[START OF INPUT DATA]

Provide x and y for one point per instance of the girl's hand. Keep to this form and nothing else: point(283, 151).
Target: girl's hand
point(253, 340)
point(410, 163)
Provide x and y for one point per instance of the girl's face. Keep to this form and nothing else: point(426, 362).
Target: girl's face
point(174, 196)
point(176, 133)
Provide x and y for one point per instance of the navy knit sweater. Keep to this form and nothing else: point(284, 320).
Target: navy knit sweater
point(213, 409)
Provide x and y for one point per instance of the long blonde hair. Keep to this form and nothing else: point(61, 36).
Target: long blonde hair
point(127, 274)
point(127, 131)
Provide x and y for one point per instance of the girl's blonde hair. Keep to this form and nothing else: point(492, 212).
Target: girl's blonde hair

[END OF INPUT DATA]

> **PROMPT**: Lay out every line of the rows above as a numbered list, leaving out any blank lines.

> **FINAL RESULT**:
1. Provide x and y for one point per instance of the girl's hand. Keep to this form and nothing else: point(283, 151).
2. Target: girl's hand
3. point(253, 340)
4. point(410, 163)
5. Provide x and y for one point per instance of the girl's face. Keep to this form and nothing else: point(426, 362).
6. Target: girl's face
7. point(174, 196)
8. point(176, 133)
9. Provide x and y for one point per instance of the navy knit sweater. Keep to this form and nothing else: point(284, 320).
10. Target: navy knit sweater
11. point(213, 409)
12. Provide x and y for one point per instance of the long blonde hair. Keep to this form and nothing else: point(61, 36).
13. Target: long blonde hair
14. point(127, 274)
15. point(127, 131)
16. Provide x and y for one point per instance of the girl's blonde hair. Keep to this form and nothing else: point(492, 212).
17. Target: girl's blonde hair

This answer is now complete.